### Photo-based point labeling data
-------------------------
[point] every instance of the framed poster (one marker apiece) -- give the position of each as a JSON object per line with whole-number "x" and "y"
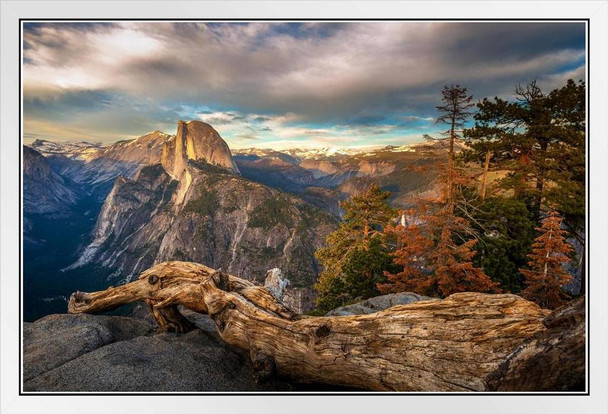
{"x": 313, "y": 205}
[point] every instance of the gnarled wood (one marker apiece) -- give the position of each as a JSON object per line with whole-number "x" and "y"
{"x": 448, "y": 345}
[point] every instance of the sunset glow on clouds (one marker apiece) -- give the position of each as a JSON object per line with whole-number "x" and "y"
{"x": 278, "y": 84}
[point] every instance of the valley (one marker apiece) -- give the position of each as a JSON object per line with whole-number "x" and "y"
{"x": 121, "y": 208}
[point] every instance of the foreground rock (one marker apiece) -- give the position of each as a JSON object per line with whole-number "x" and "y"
{"x": 55, "y": 340}
{"x": 455, "y": 344}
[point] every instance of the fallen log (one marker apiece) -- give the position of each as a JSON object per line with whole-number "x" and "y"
{"x": 453, "y": 344}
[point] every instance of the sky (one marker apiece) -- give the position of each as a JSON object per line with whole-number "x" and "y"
{"x": 279, "y": 84}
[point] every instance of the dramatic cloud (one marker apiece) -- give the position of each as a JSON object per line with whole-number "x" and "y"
{"x": 351, "y": 83}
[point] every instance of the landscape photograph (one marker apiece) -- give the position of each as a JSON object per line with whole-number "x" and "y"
{"x": 304, "y": 207}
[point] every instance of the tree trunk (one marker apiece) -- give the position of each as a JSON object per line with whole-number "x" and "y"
{"x": 453, "y": 344}
{"x": 484, "y": 178}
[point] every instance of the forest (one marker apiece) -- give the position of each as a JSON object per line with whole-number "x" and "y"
{"x": 508, "y": 216}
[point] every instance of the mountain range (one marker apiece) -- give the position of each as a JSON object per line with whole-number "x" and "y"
{"x": 187, "y": 196}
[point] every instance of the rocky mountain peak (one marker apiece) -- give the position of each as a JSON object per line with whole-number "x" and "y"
{"x": 196, "y": 140}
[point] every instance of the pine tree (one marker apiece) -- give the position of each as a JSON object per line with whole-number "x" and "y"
{"x": 454, "y": 112}
{"x": 506, "y": 234}
{"x": 356, "y": 255}
{"x": 436, "y": 260}
{"x": 546, "y": 274}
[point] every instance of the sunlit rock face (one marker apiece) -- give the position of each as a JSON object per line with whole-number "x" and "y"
{"x": 196, "y": 140}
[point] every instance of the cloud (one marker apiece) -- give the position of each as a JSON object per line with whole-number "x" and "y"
{"x": 317, "y": 76}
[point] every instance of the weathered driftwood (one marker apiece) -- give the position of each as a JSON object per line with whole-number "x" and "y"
{"x": 455, "y": 344}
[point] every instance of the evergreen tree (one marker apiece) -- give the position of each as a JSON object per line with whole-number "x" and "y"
{"x": 356, "y": 254}
{"x": 506, "y": 234}
{"x": 454, "y": 112}
{"x": 546, "y": 274}
{"x": 436, "y": 257}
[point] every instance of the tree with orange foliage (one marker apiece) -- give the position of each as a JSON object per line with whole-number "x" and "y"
{"x": 435, "y": 259}
{"x": 546, "y": 274}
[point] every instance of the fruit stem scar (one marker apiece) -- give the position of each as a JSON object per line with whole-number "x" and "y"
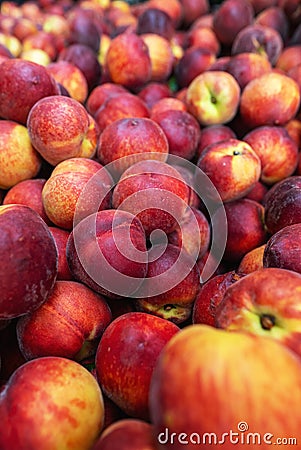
{"x": 267, "y": 321}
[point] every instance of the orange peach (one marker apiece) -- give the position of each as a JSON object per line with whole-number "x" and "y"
{"x": 19, "y": 160}
{"x": 270, "y": 99}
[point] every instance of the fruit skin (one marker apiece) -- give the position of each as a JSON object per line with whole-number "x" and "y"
{"x": 223, "y": 388}
{"x": 213, "y": 97}
{"x": 246, "y": 228}
{"x": 18, "y": 159}
{"x": 283, "y": 249}
{"x": 71, "y": 122}
{"x": 22, "y": 84}
{"x": 125, "y": 358}
{"x": 283, "y": 204}
{"x": 277, "y": 151}
{"x": 231, "y": 17}
{"x": 68, "y": 324}
{"x": 29, "y": 193}
{"x": 232, "y": 166}
{"x": 261, "y": 104}
{"x": 103, "y": 259}
{"x": 72, "y": 406}
{"x": 169, "y": 296}
{"x": 126, "y": 139}
{"x": 266, "y": 303}
{"x": 126, "y": 51}
{"x": 31, "y": 260}
{"x": 253, "y": 260}
{"x": 127, "y": 434}
{"x": 155, "y": 192}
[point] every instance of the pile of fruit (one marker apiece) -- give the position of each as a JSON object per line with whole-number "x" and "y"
{"x": 150, "y": 224}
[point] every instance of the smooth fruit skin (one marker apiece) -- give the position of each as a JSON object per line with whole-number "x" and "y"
{"x": 22, "y": 84}
{"x": 127, "y": 434}
{"x": 50, "y": 403}
{"x": 30, "y": 259}
{"x": 210, "y": 381}
{"x": 266, "y": 303}
{"x": 126, "y": 356}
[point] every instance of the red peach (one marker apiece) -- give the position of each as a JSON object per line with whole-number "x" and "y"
{"x": 261, "y": 103}
{"x": 126, "y": 51}
{"x": 31, "y": 268}
{"x": 69, "y": 324}
{"x": 127, "y": 141}
{"x": 29, "y": 193}
{"x": 277, "y": 151}
{"x": 232, "y": 166}
{"x": 20, "y": 90}
{"x": 155, "y": 192}
{"x": 125, "y": 358}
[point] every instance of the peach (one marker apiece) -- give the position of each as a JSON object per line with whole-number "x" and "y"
{"x": 154, "y": 20}
{"x": 61, "y": 237}
{"x": 153, "y": 92}
{"x": 231, "y": 17}
{"x": 77, "y": 416}
{"x": 85, "y": 59}
{"x": 253, "y": 260}
{"x": 154, "y": 192}
{"x": 239, "y": 167}
{"x": 31, "y": 268}
{"x": 126, "y": 51}
{"x": 127, "y": 434}
{"x": 172, "y": 7}
{"x": 125, "y": 358}
{"x": 19, "y": 161}
{"x": 288, "y": 58}
{"x": 213, "y": 97}
{"x": 41, "y": 40}
{"x": 187, "y": 366}
{"x": 182, "y": 130}
{"x": 204, "y": 37}
{"x": 259, "y": 39}
{"x": 277, "y": 151}
{"x": 124, "y": 105}
{"x": 20, "y": 90}
{"x": 195, "y": 61}
{"x": 246, "y": 66}
{"x": 275, "y": 17}
{"x": 265, "y": 303}
{"x": 262, "y": 104}
{"x": 70, "y": 121}
{"x": 100, "y": 94}
{"x": 29, "y": 193}
{"x": 283, "y": 204}
{"x": 246, "y": 229}
{"x": 69, "y": 324}
{"x": 213, "y": 133}
{"x": 107, "y": 252}
{"x": 127, "y": 141}
{"x": 209, "y": 297}
{"x": 193, "y": 9}
{"x": 172, "y": 283}
{"x": 71, "y": 77}
{"x": 165, "y": 104}
{"x": 161, "y": 56}
{"x": 192, "y": 234}
{"x": 258, "y": 192}
{"x": 283, "y": 249}
{"x": 68, "y": 181}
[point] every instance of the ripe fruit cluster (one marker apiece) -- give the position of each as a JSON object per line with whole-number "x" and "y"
{"x": 150, "y": 224}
-------------------------
Return to the listing above and set it down exactly, leaving out its pictures.

[point] every instance of the framed poster (one marker apiece) -- give the position of each as a JSON object per line with whole-number "x" and "y"
{"x": 313, "y": 205}
[point] every instance of the gnarled wood (one marker apiece) -- give the position of each as a JSON object per line with whole-number "x" and "y"
{"x": 448, "y": 345}
[point] every instance of the sunset glow on clouds (one marker apiece) -- give the position of each as a JSON object per line with whole-number "x" and "y"
{"x": 278, "y": 84}
[point] every instance of the valley (one marker apiece) -- give the position of each as a JSON object per line with whole-number "x" and "y"
{"x": 121, "y": 208}
[point] every instance of the foreground rock (one marker apiece) -- give the position of each as a JSON object per line with whole-number "x" and "y"
{"x": 55, "y": 340}
{"x": 455, "y": 344}
[point] every instance of the fallen log (one marker apiece) -- give the position of each as a JSON object per line with whole-number "x" and "y"
{"x": 453, "y": 344}
[point] every instance of the sky (one marker apiece) -- give the position of each as a JSON object per line with whole-number "x" and "y"
{"x": 279, "y": 84}
[point] every instance of the dramatic cloud (one marker apiece) -- give the position of each as a JSON object per line with whole-number "x" and "y"
{"x": 351, "y": 83}
[point] every instance of the landscape photograph (one marker apiece) -- give the position of each as a JSON object per line with whole-number "x" and "y"
{"x": 304, "y": 207}
[point] every instance of the tree trunk (one marker apiece) -- give the position of each as a JSON object per line with whole-number "x" and "y"
{"x": 453, "y": 344}
{"x": 484, "y": 178}
[point] every instance of the forest (one marker apiece) -- give the position of each as a JSON object per line with whole-number "x" and "y"
{"x": 508, "y": 216}
[point] every instance of the mountain range (one marker apiece) -- give the position of each as a JSON object per line with whole-number "x" and "y"
{"x": 187, "y": 196}
[point] every instance of the rocky mountain peak (one marker apiece) -- give the position of each as a JSON object per line with whole-number "x" and "y"
{"x": 196, "y": 140}
[point] every instance of the pine tree (one marker apiece) -- give the position of each as a JSON object per line with whole-number "x" and "y"
{"x": 454, "y": 112}
{"x": 506, "y": 234}
{"x": 356, "y": 255}
{"x": 436, "y": 260}
{"x": 546, "y": 274}
[point] every instance of the sunlit rock face (one marker apiece) -- give the position of each as a JSON object per line with whole-number "x" and "y"
{"x": 196, "y": 140}
[point] every instance of the cloud (one marker apiece) -- give the position of each as a JSON object per line with whole-number "x" and "y"
{"x": 317, "y": 76}
[point] every instance of the weathered driftwood (one marker apiece) -- give the position of each as a JSON object per line with whole-number "x" and "y"
{"x": 455, "y": 344}
[point] every instance of the evergreen tree (one marker apiece) -- give the position of each as a JSON object per line with whole-number "x" and "y"
{"x": 356, "y": 254}
{"x": 506, "y": 234}
{"x": 454, "y": 112}
{"x": 546, "y": 274}
{"x": 436, "y": 257}
[point] every instance of the tree with orange foliage (one marker apiece) -- give the position of each as a JSON object per line with whole-number "x" and "y"
{"x": 435, "y": 259}
{"x": 546, "y": 274}
[point] every instance of the fruit stem scar (one marker apiece) -- give the position of each as a JSON object per line with whole-number "x" and "y"
{"x": 267, "y": 321}
[point] every instance of the orange peach (one marker apiece) -- give the position of each as a JSON object per line with whole-number "x" and "y"
{"x": 19, "y": 160}
{"x": 270, "y": 99}
[point] every instance of the fruit skin (one marker apiece) -- give the position of each as a JSON object per line with whole-number "x" and "y"
{"x": 223, "y": 388}
{"x": 213, "y": 97}
{"x": 246, "y": 228}
{"x": 18, "y": 159}
{"x": 283, "y": 249}
{"x": 71, "y": 122}
{"x": 22, "y": 84}
{"x": 125, "y": 358}
{"x": 283, "y": 204}
{"x": 277, "y": 151}
{"x": 231, "y": 17}
{"x": 68, "y": 324}
{"x": 29, "y": 193}
{"x": 232, "y": 166}
{"x": 261, "y": 104}
{"x": 103, "y": 259}
{"x": 72, "y": 406}
{"x": 169, "y": 296}
{"x": 126, "y": 139}
{"x": 266, "y": 303}
{"x": 126, "y": 51}
{"x": 31, "y": 260}
{"x": 253, "y": 260}
{"x": 127, "y": 434}
{"x": 155, "y": 192}
[point] every instance of the pile of fruit (one marker apiece) -- give the position of each as a JSON object per line with whole-number "x" and "y"
{"x": 150, "y": 224}
[point] every instance of the smooth fruit skin (one marker apiece) -- give the position of each as a JSON object per line with whole-number "x" and "y"
{"x": 22, "y": 84}
{"x": 127, "y": 434}
{"x": 50, "y": 403}
{"x": 30, "y": 259}
{"x": 210, "y": 381}
{"x": 266, "y": 303}
{"x": 126, "y": 356}
[point] every instance of the red peach (one marker apiece) -- give the position of each as a JSON object per line with whole-number "x" and "y"
{"x": 261, "y": 103}
{"x": 126, "y": 51}
{"x": 31, "y": 268}
{"x": 69, "y": 324}
{"x": 127, "y": 141}
{"x": 29, "y": 193}
{"x": 277, "y": 151}
{"x": 232, "y": 166}
{"x": 20, "y": 90}
{"x": 155, "y": 192}
{"x": 125, "y": 358}
[point] every instance of the peach (one marker apiece) -- give the position of each as a JSON object per line with whole-number "x" and "y"
{"x": 154, "y": 20}
{"x": 61, "y": 237}
{"x": 153, "y": 92}
{"x": 231, "y": 17}
{"x": 77, "y": 416}
{"x": 85, "y": 59}
{"x": 253, "y": 260}
{"x": 154, "y": 192}
{"x": 239, "y": 167}
{"x": 31, "y": 268}
{"x": 126, "y": 51}
{"x": 127, "y": 434}
{"x": 172, "y": 7}
{"x": 125, "y": 358}
{"x": 19, "y": 161}
{"x": 288, "y": 58}
{"x": 213, "y": 97}
{"x": 41, "y": 40}
{"x": 187, "y": 366}
{"x": 182, "y": 130}
{"x": 204, "y": 37}
{"x": 259, "y": 39}
{"x": 277, "y": 151}
{"x": 124, "y": 105}
{"x": 20, "y": 90}
{"x": 195, "y": 61}
{"x": 246, "y": 66}
{"x": 275, "y": 17}
{"x": 265, "y": 303}
{"x": 262, "y": 104}
{"x": 70, "y": 121}
{"x": 100, "y": 94}
{"x": 29, "y": 193}
{"x": 283, "y": 204}
{"x": 246, "y": 229}
{"x": 69, "y": 324}
{"x": 213, "y": 133}
{"x": 107, "y": 252}
{"x": 127, "y": 141}
{"x": 209, "y": 297}
{"x": 193, "y": 9}
{"x": 172, "y": 283}
{"x": 71, "y": 77}
{"x": 165, "y": 104}
{"x": 161, "y": 56}
{"x": 192, "y": 234}
{"x": 258, "y": 192}
{"x": 283, "y": 249}
{"x": 68, "y": 181}
[point] every instance of the ripe fruit cluster (one marker apiece) -- give the position of each as a JSON object per line with whole-number "x" and "y"
{"x": 150, "y": 224}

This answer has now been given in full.